WORK REQUIRED: Format the records below as a two-column CSV with the headers "request" and "response." Give one row for each request, and put its text and its answer each in a single quoted field with line breaks replaced by spaces.

Location labeling records
## start

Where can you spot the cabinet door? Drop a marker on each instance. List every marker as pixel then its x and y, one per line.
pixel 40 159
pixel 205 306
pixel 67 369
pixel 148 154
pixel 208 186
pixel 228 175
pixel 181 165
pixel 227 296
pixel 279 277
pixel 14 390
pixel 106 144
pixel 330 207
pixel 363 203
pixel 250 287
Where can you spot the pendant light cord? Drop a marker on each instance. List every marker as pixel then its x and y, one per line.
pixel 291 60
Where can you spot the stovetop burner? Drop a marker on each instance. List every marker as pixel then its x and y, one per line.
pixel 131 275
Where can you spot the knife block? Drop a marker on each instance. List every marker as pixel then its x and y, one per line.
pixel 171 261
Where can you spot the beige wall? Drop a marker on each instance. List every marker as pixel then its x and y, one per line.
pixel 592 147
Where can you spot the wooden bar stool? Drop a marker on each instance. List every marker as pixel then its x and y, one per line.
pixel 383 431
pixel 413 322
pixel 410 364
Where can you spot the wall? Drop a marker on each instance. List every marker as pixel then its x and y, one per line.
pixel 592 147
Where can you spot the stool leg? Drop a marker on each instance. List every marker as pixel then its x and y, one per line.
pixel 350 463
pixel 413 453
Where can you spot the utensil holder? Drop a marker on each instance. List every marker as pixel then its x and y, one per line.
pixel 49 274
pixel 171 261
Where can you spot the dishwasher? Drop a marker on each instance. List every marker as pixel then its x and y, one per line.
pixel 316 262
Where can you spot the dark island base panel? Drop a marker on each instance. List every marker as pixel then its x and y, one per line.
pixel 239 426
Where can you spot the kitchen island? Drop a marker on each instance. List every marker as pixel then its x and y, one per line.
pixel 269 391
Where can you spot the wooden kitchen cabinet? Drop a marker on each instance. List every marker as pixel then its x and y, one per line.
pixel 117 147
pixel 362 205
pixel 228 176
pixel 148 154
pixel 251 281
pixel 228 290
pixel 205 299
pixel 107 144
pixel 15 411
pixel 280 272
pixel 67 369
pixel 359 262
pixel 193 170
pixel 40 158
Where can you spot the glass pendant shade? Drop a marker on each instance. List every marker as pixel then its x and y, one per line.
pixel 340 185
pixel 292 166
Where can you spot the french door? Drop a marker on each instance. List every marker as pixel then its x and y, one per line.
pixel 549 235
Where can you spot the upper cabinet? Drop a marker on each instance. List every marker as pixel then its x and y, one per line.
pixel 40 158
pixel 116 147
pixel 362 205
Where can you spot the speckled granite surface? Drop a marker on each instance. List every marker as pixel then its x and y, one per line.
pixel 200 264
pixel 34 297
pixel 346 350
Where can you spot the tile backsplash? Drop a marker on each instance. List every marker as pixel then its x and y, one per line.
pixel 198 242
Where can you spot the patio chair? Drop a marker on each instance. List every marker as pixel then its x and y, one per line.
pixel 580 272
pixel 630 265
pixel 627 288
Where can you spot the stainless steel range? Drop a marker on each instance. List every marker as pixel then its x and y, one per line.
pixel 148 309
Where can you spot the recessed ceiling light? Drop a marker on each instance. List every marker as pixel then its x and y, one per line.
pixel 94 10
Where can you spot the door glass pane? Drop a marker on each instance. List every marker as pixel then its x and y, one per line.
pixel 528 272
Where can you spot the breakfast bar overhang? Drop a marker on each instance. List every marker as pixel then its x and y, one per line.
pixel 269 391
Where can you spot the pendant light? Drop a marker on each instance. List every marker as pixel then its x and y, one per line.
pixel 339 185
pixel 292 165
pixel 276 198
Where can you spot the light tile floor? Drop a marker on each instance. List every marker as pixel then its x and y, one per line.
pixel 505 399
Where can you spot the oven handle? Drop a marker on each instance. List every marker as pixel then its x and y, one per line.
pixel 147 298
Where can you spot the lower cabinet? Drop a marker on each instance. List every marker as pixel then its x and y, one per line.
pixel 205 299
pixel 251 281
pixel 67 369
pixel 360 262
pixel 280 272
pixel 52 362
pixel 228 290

## end

CORRECT RESULT:
request,response
"Where can you spot the cabinet door? Drop a marker on each instance. List every marker as pixel then its x and y, one per line.","pixel 40 159 pixel 205 306 pixel 67 369 pixel 148 154 pixel 208 186 pixel 228 175 pixel 181 165 pixel 227 296 pixel 279 277 pixel 14 390 pixel 106 144 pixel 330 207 pixel 363 203 pixel 250 287"
"Where can you spot the pendant light cord? Drop a marker on each instance. List every marker as pixel then its x and y, one per line.","pixel 291 60"
"Where can you spot the stovetop burner? Drop a marker on each instance. List every marker as pixel then its x and y, one per line.","pixel 131 275"
"Where can you spot the knife block? Drop a marker on each instance. List every marker as pixel then its x and y, one per line.","pixel 171 261"
"Where can you spot the beige wall? Drop a marker on each instance. List every marker as pixel then its x and y, one per line.","pixel 592 147"
"Where can you spot the wooden bar stool? Drop a marker on each instance. List every marker as pixel then its x and y, one per line.","pixel 383 431 pixel 413 322 pixel 410 364"
"Where can you spot the wall? Drop a marker on each instance. List every marker as pixel then its x and y, one per line.","pixel 592 147"
"Where can you spot the stool leg? Drop a marker on each instance. List every marker as pixel then its x and y, one per line.","pixel 350 463 pixel 413 453"
"Where can you spot the utensil holder? Drop a marker on each instance. List every marker as pixel then its x and y, one per line.","pixel 49 274 pixel 171 261"
"Where can you spot the dishwasher? Drop a marker on each instance. List every marker as pixel then its x and y, one per line.","pixel 316 262"
"Where can you spot the dark island base panel? Drop a marker on each instance. List every marker as pixel then its x and y, one per line.","pixel 239 426"
"Where can you spot the kitchen island? Drop a marker on each instance. List every marker as pixel then its x and y, one per line.","pixel 269 391"
"Where can you spot the wooden kitchen cabinet? Drop a marker on each instance. List every marker as pixel then its x and y, one per line.","pixel 117 147 pixel 362 205 pixel 228 176 pixel 148 154 pixel 251 281 pixel 228 290 pixel 205 299 pixel 107 144 pixel 15 411 pixel 280 272 pixel 67 369 pixel 359 262 pixel 193 170 pixel 40 158"
"Where can you spot the glass pendant shade? Drop a marker on each instance. List every marker as pixel then its x and y, one per line.","pixel 340 185 pixel 292 166"
"Where can you spot the french door? Drop a marker on each instance. List every marker as pixel then its x and y, one per line.","pixel 549 235"
"Where can you spot the upper cabinet? Drop a marker on each instance. List every marker as pixel then its x and y, one per line.","pixel 40 158 pixel 116 147 pixel 362 205"
"Where can you spot the speckled granite surface? Drop a marker on each instance. List every marker as pixel then its x and y, one per line.","pixel 200 264 pixel 34 297 pixel 346 350"
"Where can you spot the tile backsplash? Drop a marker on each instance. List every marker as pixel then its x and y, one per line.","pixel 198 242"
"Where can you spot the patio chair? Drop a marker on each instance. List every marker as pixel then its x and y, one per line.","pixel 580 272 pixel 630 265 pixel 627 288"
"Where can you spot the stainless steel range? Drop a marker on each instance. List every marker as pixel then its x and y, one per line.","pixel 148 309"
"Where can you spot the recessed ceiling light? Drop a marker on each instance. List every marker as pixel then its x and y, one per line.","pixel 94 10"
"Where can you spot the door glass pane? Drop a marker on each instance. List every marker as pixel then its x and y, one per line.","pixel 528 272"
"Where can you spot the breakfast bar overhang? Drop a marker on each instance. List every marker as pixel then its x and y, one per line.","pixel 269 391"
"Where can you spot the pendant light? Drop a marker on each instance. List every marker as pixel then its x and y, one per line.","pixel 339 185 pixel 292 165 pixel 276 198"
"Where can you spot the light tile floor? Drop a marker on each instance. List every marker as pixel then its x and y, one per line.","pixel 505 399"
"Where can you spot the oven handle? Drop a marker on each instance. List every marker as pixel then its x and y, one per line.","pixel 147 298"
"Where can you spot the lower cabinet? Drop a marker on each instance. List every marker as pixel then its x and y, one per line.","pixel 205 299 pixel 251 281 pixel 67 369 pixel 360 262 pixel 280 272 pixel 52 362 pixel 228 290"